(Records from a dataset)
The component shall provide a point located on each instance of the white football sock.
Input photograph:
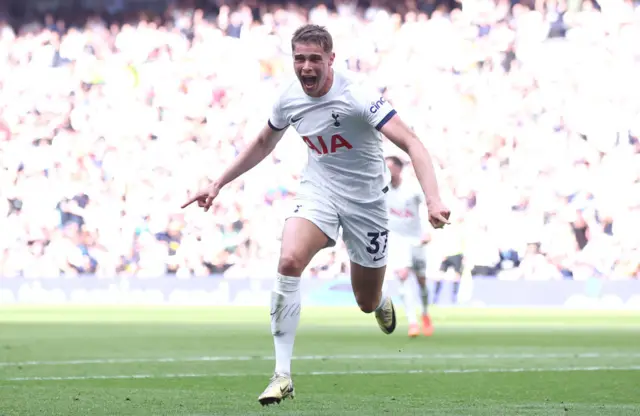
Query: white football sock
(285, 315)
(408, 299)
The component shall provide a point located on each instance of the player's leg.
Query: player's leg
(400, 262)
(311, 228)
(444, 267)
(457, 267)
(367, 288)
(364, 230)
(419, 266)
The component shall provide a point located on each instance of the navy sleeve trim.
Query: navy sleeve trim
(386, 118)
(274, 127)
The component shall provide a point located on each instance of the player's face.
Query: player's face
(313, 68)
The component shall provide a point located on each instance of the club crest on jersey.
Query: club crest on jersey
(375, 105)
(335, 119)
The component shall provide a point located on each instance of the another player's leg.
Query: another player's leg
(419, 267)
(301, 240)
(367, 288)
(427, 325)
(407, 296)
(457, 266)
(444, 267)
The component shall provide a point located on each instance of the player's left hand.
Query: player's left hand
(438, 214)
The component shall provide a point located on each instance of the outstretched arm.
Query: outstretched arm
(253, 154)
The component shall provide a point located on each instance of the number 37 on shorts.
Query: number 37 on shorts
(378, 244)
(364, 225)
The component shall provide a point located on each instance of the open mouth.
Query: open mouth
(309, 81)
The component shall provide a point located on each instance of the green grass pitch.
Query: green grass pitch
(215, 361)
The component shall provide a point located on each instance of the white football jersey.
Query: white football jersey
(341, 130)
(405, 205)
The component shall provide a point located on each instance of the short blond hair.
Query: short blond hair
(315, 34)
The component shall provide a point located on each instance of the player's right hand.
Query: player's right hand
(438, 214)
(204, 197)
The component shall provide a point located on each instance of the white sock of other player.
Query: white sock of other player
(285, 316)
(408, 299)
(424, 299)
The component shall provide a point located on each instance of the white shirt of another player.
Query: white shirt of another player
(341, 130)
(406, 205)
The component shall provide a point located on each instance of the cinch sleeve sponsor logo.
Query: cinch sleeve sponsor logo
(375, 105)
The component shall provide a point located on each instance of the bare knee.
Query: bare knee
(291, 264)
(367, 286)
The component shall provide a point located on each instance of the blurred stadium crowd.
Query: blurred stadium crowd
(531, 111)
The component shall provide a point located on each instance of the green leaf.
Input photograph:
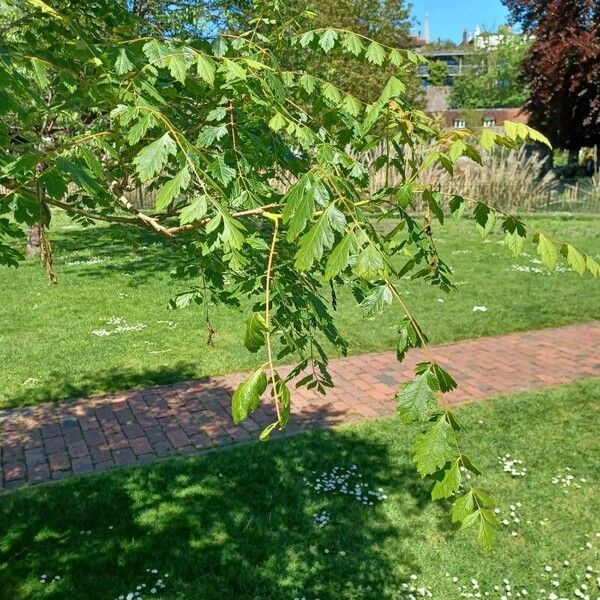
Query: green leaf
(352, 43)
(574, 258)
(331, 93)
(339, 258)
(448, 482)
(416, 399)
(433, 201)
(123, 64)
(152, 158)
(375, 53)
(546, 251)
(462, 507)
(194, 211)
(408, 337)
(205, 68)
(306, 38)
(485, 536)
(247, 397)
(369, 263)
(396, 58)
(233, 70)
(313, 243)
(254, 339)
(485, 218)
(299, 206)
(40, 73)
(210, 134)
(434, 448)
(375, 301)
(141, 128)
(172, 188)
(457, 206)
(308, 82)
(222, 171)
(277, 122)
(327, 39)
(233, 231)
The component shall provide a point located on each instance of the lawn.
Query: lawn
(112, 277)
(240, 523)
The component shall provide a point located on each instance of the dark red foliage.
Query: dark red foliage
(562, 68)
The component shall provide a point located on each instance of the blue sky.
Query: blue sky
(448, 18)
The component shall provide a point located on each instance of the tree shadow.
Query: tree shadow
(59, 386)
(139, 253)
(236, 523)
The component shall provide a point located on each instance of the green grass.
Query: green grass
(238, 523)
(48, 352)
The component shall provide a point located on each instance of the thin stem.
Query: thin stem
(268, 313)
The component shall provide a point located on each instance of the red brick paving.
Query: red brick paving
(52, 441)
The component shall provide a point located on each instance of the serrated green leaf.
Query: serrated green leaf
(256, 327)
(40, 73)
(457, 206)
(574, 258)
(306, 38)
(210, 134)
(485, 218)
(339, 257)
(375, 53)
(448, 481)
(247, 396)
(313, 243)
(327, 39)
(416, 399)
(233, 70)
(546, 251)
(395, 58)
(352, 43)
(172, 188)
(123, 64)
(369, 263)
(141, 128)
(331, 93)
(434, 448)
(299, 206)
(485, 535)
(277, 122)
(205, 68)
(151, 159)
(194, 211)
(222, 171)
(375, 301)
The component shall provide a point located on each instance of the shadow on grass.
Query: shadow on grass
(139, 253)
(60, 386)
(230, 524)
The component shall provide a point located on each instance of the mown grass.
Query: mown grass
(239, 523)
(49, 353)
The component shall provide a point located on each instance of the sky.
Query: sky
(448, 18)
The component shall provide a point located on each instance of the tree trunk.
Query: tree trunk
(34, 241)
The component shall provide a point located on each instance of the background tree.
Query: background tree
(562, 68)
(438, 72)
(493, 76)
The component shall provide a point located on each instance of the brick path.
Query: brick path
(52, 441)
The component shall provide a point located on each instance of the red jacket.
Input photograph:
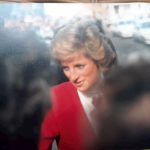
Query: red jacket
(66, 122)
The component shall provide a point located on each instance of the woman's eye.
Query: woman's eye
(80, 66)
(65, 68)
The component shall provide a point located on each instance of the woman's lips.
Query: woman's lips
(79, 83)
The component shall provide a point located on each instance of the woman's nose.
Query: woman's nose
(73, 76)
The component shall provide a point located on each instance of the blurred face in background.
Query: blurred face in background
(81, 71)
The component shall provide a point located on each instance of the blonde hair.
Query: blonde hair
(85, 37)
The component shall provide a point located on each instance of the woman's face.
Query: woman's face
(81, 71)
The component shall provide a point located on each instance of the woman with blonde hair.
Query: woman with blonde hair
(85, 55)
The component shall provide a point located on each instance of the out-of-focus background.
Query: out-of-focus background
(127, 24)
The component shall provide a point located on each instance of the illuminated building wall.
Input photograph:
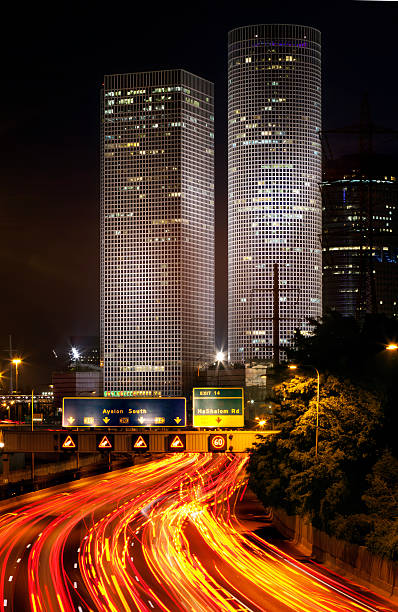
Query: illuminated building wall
(360, 236)
(274, 165)
(157, 230)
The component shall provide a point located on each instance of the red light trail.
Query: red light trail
(159, 536)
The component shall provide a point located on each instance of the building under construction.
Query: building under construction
(360, 235)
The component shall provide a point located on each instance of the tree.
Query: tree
(284, 471)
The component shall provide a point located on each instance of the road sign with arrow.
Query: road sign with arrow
(218, 407)
(124, 411)
(177, 443)
(105, 442)
(69, 442)
(140, 443)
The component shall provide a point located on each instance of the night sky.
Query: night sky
(52, 70)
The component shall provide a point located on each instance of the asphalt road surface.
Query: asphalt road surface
(164, 535)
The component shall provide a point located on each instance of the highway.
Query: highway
(163, 535)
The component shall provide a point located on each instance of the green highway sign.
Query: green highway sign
(218, 407)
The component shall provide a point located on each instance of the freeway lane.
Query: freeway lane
(159, 536)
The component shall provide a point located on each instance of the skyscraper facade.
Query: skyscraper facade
(157, 230)
(274, 167)
(360, 236)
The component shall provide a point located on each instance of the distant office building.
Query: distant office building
(360, 236)
(157, 230)
(274, 165)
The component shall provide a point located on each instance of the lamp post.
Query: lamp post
(220, 357)
(16, 362)
(307, 365)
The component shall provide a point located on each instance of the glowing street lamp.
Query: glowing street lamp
(16, 362)
(294, 367)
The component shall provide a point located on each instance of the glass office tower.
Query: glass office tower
(157, 231)
(274, 166)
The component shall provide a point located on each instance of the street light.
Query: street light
(220, 356)
(307, 365)
(16, 362)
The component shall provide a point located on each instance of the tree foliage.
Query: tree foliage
(351, 489)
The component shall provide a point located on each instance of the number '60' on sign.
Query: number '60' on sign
(217, 443)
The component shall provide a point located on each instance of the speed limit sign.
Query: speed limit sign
(217, 443)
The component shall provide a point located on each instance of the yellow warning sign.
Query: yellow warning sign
(140, 443)
(104, 443)
(177, 443)
(68, 443)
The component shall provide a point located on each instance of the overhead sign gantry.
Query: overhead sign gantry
(218, 407)
(124, 412)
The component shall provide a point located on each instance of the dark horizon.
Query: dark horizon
(50, 127)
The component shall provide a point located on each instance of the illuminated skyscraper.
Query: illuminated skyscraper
(274, 165)
(157, 230)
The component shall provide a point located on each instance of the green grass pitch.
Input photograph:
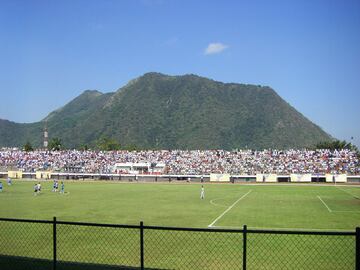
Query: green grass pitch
(303, 207)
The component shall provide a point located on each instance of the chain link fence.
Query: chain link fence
(38, 244)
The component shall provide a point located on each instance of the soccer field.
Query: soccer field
(308, 207)
(228, 206)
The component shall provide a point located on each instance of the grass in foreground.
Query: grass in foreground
(308, 207)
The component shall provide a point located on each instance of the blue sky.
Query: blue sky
(308, 51)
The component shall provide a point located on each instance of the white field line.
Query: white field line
(229, 208)
(213, 202)
(282, 229)
(328, 208)
(352, 195)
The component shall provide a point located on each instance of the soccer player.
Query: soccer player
(62, 188)
(39, 188)
(202, 194)
(35, 189)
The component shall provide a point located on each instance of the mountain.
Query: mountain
(174, 112)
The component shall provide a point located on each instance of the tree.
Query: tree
(55, 144)
(107, 144)
(28, 147)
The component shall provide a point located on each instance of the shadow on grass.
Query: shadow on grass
(20, 263)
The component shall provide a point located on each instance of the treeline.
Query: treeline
(102, 144)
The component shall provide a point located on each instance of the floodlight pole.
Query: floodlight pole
(357, 248)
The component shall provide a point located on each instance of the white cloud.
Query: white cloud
(213, 48)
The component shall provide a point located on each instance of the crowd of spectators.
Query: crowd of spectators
(188, 162)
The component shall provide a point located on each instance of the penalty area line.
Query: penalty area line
(327, 207)
(228, 209)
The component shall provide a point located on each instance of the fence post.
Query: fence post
(244, 246)
(141, 245)
(357, 249)
(54, 243)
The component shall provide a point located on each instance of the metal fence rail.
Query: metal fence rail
(42, 244)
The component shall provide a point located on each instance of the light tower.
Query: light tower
(46, 141)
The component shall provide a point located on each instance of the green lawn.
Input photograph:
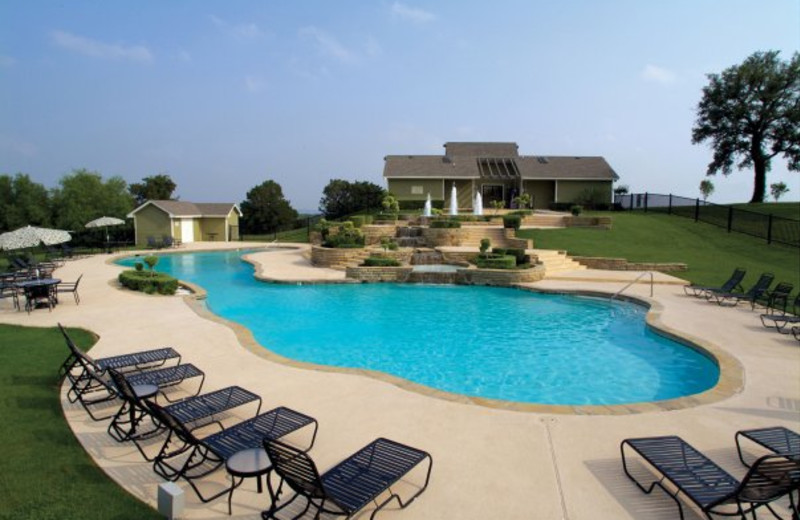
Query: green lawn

Your goal: Write out exactly the lines from the one that contains "of the treeline." through the last line of the data above, both included. Leave every picture out.

Written solution:
The component shall provide a point located on each instance of the treeline.
Query: treeline
(102, 144)
The component shall provide a point located on each instance of the floodlight pole.
Query: floodlight pole
(357, 248)
The component shall provide a point located on each instance of the white cloud.
Query: white cloud
(213, 48)
The component shall provide a point located on each instance of the crowd of spectators.
Query: crowd of spectators
(188, 162)
The component shall provide a point located on each instance of the penalty area line.
Query: penalty area line
(327, 207)
(228, 209)
The component shall provide a point located on each instance of the fence post.
Query: fence post
(244, 246)
(141, 245)
(357, 249)
(54, 243)
The component shall provide a point located on each instance of the metal fence rail.
Query: metal fence rail
(42, 244)
The component shall provide a point located on each instance of the light tower.
Query: light tower
(46, 141)
The component shall provide a point located on each instance of the green lawn.
Input photograph:
Query: green lawn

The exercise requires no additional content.